Texto proporcionado:
◇ ◇ ◇ ◇

Cuentan los que de esto saben que
en Marruecos, durante la batalla de Alcazarquivir, moría en 1578, el rey
portugués Don Sebastián. Como no dejó herederos, el trono luso acabó en manos
de Felipe II de España.
Al haber muerto en plena batalla,
en tierra extraña y lejana, casi nadie pudo ver su cadáver; un cadáver que, en
cualquier caso, tardó en aparecer o nunca apareció. El pueblo portugués, así lo
cuentan, no quiso aceptar el hecho. Esto, unido a la muy humana necesidad de
creer en algo que alentara sus esperanzas en un futuro mejor, ayudó a crear y
propagar la leyenda de que el rey no había muerto, simplemente preparaba las
condiciones para regresar, liberar a Portugal del dominio extranjero y
recuperar su trono.

◇ ◇ ◇ ◇

Ejercicio breve A: Según el texto sobre la leyenda del rey Don Sebastián, ¿en qué batalla murió el monarca?
Ejercicio breve B: Continúa el texto sobre la leyenda del rey Don Sebastián a partir de su última oración.
Los ítems constituyen un material independiente del texto.

Registros de señalamiento:
◇ ◇ ◇ ◇

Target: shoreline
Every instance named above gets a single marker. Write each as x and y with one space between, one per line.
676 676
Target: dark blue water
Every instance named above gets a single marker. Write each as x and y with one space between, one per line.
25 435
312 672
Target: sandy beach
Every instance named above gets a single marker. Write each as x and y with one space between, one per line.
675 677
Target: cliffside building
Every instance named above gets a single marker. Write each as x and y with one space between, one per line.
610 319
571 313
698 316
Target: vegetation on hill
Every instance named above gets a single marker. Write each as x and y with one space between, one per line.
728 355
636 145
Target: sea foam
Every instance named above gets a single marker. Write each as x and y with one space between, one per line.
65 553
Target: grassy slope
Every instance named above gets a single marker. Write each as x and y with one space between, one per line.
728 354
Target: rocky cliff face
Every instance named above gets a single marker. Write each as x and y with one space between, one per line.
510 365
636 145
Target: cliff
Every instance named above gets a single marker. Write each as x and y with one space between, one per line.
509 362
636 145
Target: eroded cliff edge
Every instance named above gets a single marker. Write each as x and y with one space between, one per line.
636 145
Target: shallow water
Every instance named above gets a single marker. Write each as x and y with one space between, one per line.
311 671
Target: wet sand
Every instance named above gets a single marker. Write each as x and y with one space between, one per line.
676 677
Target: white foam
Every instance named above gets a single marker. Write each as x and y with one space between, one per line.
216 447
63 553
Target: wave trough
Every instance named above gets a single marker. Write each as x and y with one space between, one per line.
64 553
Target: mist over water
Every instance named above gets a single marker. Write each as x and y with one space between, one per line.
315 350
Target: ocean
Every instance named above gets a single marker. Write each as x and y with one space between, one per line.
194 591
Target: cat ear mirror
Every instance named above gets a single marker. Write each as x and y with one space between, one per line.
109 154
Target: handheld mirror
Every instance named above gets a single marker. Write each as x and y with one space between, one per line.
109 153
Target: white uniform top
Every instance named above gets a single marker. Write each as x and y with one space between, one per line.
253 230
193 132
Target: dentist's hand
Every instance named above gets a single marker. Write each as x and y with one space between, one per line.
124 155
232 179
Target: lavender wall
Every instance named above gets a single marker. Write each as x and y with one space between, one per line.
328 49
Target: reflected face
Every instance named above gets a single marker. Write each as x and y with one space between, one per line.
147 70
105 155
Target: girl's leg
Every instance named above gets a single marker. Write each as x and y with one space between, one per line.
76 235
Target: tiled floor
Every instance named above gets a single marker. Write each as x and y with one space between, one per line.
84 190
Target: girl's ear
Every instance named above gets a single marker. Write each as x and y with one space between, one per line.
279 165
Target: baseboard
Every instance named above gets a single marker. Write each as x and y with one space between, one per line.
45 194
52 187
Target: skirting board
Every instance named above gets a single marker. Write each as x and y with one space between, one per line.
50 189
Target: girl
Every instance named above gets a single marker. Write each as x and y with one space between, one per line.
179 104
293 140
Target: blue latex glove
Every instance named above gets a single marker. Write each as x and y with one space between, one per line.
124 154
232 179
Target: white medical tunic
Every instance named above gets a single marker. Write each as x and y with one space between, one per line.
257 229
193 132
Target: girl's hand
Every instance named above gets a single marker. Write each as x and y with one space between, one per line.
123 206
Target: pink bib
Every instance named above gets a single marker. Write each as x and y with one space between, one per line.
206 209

◇ ◇ ◇ ◇

Respuesta final A: Murió en la batalla de Alcazarquivir, en Marruecos, en 1578.

Respuesta final B:
A este movimiento se le denominó
sebastianismo. Este mito, que aúna ilusión pasiva y resignación activa, se
sustenta en algunos aspectos del melancólico carácter portugués. El
sebastianismo, como concepto, fue más allá de aquella época. Se podría definir
como la suma del malestar con un presente ingrato más la esperanza en que un
hecho milagroso –una resurrección de un ilustre fallecido- les guíe a la tierra
prometida.
El pasado no vuelve, excepto como
caricatura de sí mismo. Nuestro Don Sebastián, el capitalismo, languidece en su
Aznalquivir universal tras batallar en una cruzada contra sus propios límites.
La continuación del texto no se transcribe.